— Begin Exercise data —

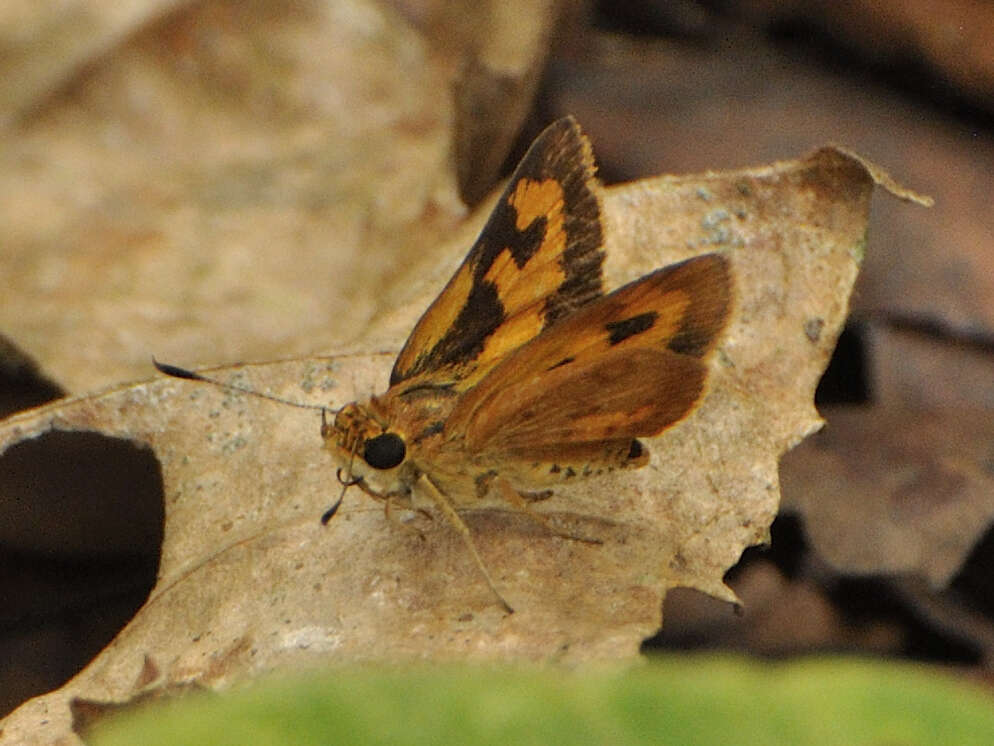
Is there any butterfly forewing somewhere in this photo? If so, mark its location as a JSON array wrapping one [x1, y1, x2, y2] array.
[[390, 118, 603, 390]]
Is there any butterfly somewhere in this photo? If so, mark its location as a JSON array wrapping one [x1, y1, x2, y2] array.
[[157, 117, 733, 612]]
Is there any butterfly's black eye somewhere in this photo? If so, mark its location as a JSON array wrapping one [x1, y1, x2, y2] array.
[[362, 433, 407, 469]]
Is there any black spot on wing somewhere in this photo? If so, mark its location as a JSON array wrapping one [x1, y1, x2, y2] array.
[[390, 117, 604, 386], [604, 311, 659, 346], [545, 119, 604, 328], [546, 357, 576, 370]]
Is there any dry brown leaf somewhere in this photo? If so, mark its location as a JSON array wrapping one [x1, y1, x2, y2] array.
[[0, 0, 554, 393], [0, 144, 900, 743], [781, 407, 994, 588]]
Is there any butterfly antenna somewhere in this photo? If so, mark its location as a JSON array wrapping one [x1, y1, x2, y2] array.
[[321, 443, 359, 526], [152, 357, 328, 416]]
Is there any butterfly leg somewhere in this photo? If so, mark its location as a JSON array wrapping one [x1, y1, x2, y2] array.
[[494, 477, 604, 544], [418, 474, 514, 614]]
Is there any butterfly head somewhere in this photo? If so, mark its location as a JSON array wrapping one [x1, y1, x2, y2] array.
[[321, 400, 410, 496]]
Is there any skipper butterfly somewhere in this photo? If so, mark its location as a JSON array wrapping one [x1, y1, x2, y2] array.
[[156, 118, 732, 612]]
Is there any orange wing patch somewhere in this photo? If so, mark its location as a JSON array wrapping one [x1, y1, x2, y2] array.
[[390, 118, 603, 391], [445, 254, 731, 450]]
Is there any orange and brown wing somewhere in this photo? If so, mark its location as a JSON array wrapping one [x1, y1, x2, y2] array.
[[390, 118, 604, 390], [445, 254, 732, 460]]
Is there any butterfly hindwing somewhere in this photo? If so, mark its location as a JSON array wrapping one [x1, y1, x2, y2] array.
[[390, 118, 604, 390], [446, 254, 731, 460]]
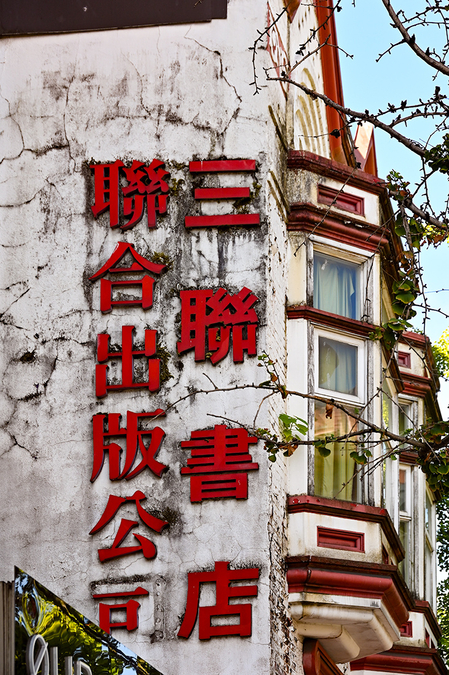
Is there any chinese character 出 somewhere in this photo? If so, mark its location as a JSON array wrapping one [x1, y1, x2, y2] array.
[[95, 326, 160, 398], [178, 561, 260, 640], [181, 424, 259, 502], [177, 288, 258, 364]]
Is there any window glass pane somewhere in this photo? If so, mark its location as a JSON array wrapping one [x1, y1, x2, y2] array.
[[318, 337, 357, 396], [399, 520, 410, 583], [315, 401, 362, 502], [399, 469, 408, 513], [313, 253, 360, 319], [424, 492, 433, 541], [399, 403, 413, 434]]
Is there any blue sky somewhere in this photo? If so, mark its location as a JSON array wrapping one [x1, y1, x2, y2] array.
[[337, 0, 449, 416]]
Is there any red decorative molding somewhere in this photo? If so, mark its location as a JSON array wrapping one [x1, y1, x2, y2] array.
[[402, 373, 436, 398], [317, 526, 365, 553], [287, 305, 376, 337], [286, 556, 413, 628], [398, 352, 412, 368], [401, 621, 413, 637], [189, 159, 256, 173], [287, 202, 396, 257], [287, 495, 405, 562], [318, 185, 365, 216], [195, 188, 251, 199], [351, 645, 447, 675], [303, 638, 341, 675], [413, 600, 441, 640], [399, 331, 430, 351], [287, 150, 387, 195], [185, 213, 260, 227]]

— End Exercise data —

§ Task objective: Render every line of the records above as a JSON list of strings, one string per line, omitting blank lines and the pictures.

§ Answer in full:
[
  "Is there any butterfly forewing somewhere in this photo? If so, mark its location as a JSON array wrapping one [x1, y1, x2, y2] array.",
  "[[390, 118, 603, 390]]",
  "Is there any butterfly somewhere in this photo? If so, mark its location as a JSON array wrapping one [x1, y1, x2, y2] array.",
  "[[157, 117, 733, 612]]",
  "Is there any butterfly's black eye somewhere in this photo? If so, mark its location as a JSON array wrapping one [x1, y1, x2, y2] array.",
  "[[362, 433, 407, 469]]",
  "Is there any black spot on wing somewhere in this photo? If so, mark its location as a JSON array wrapping one [x1, y1, x2, y2] array.",
  "[[390, 117, 604, 386], [604, 311, 659, 346], [545, 119, 604, 328], [546, 357, 576, 370]]",
  "Is there any dry brown leaf somewhere in this photo? If so, mark its location as a JSON array wrapping one [x1, y1, x2, y2] array.",
  "[[0, 0, 554, 393], [0, 144, 900, 743], [781, 407, 994, 588]]",
  "Is there any butterfly antenna somewhere in this photo? If so, mark its location as a JSON array wrapping one [x1, y1, x2, y2] array.",
  "[[321, 443, 359, 526], [152, 357, 328, 416]]",
  "Is there any butterfly leg somewhere in this photo? If so, mark its location as a JSON array wrapping one [x1, y1, x2, y2] array.",
  "[[494, 477, 604, 544], [418, 474, 514, 614]]",
  "Is there any butterfly head somewhere in this photo? If so, mark its location as a JSON array wrapping one [x1, y1, x2, y2] array.",
  "[[321, 400, 410, 496]]",
  "Is there any skipper butterfly somewhere in this photo? If so, mark its location as a JSON array wrapping one [x1, y1, x2, y2] array.",
  "[[156, 118, 732, 612]]",
  "Is there any orange wing patch somewhere in this photo? If so, mark its location as a JSON array wrapping one [x1, y1, x2, y2] array.",
  "[[390, 118, 603, 391], [445, 254, 731, 450]]",
  "Is there any orange and brown wing somewhere in this photo? If so, mark its location as a JSON array wrapping one [x1, y1, x2, y2] array.",
  "[[390, 118, 604, 390], [445, 254, 732, 460]]",
  "Is there any butterfly hindwing somewhere in this photo? If so, mark its location as a JSON array wrapping one [x1, y1, x2, y2] array.",
  "[[390, 118, 604, 390], [446, 254, 731, 460]]",
  "Is there any chinese character 出 somewhere in this photo? If so, mark its location as a JSON array wrapping one [x1, y1, x2, y2] array.",
  "[[95, 326, 160, 398], [178, 561, 260, 640], [181, 424, 259, 502], [177, 288, 258, 364]]",
  "Is there any window glass pane somewhere in this photo? If so, mark its location as a JSON array wrapping one [x1, y1, x2, y2] array.",
  "[[318, 337, 357, 396], [399, 520, 410, 583], [315, 401, 362, 502], [399, 469, 408, 513], [313, 253, 360, 319], [424, 492, 433, 541], [399, 403, 413, 434]]",
  "Is there any blue sky somewhere in this photo? If so, mark its location as a JSON array wrapping one [x1, y1, x2, y2] array.",
  "[[337, 0, 449, 416]]",
  "Is there any red decorative molding somewhere in this photo? If so, mark its location as a JSON array wrapping one [x1, y1, x2, y2] array.",
  "[[402, 373, 436, 398], [317, 526, 365, 553], [287, 305, 376, 337], [286, 556, 413, 628], [398, 352, 412, 368], [401, 621, 413, 637], [189, 159, 256, 173], [287, 202, 396, 257], [287, 495, 405, 562], [318, 185, 365, 216], [195, 188, 251, 199], [351, 645, 447, 675], [303, 638, 341, 675], [413, 600, 441, 640], [399, 331, 430, 351], [287, 150, 387, 195], [185, 213, 260, 227]]"
]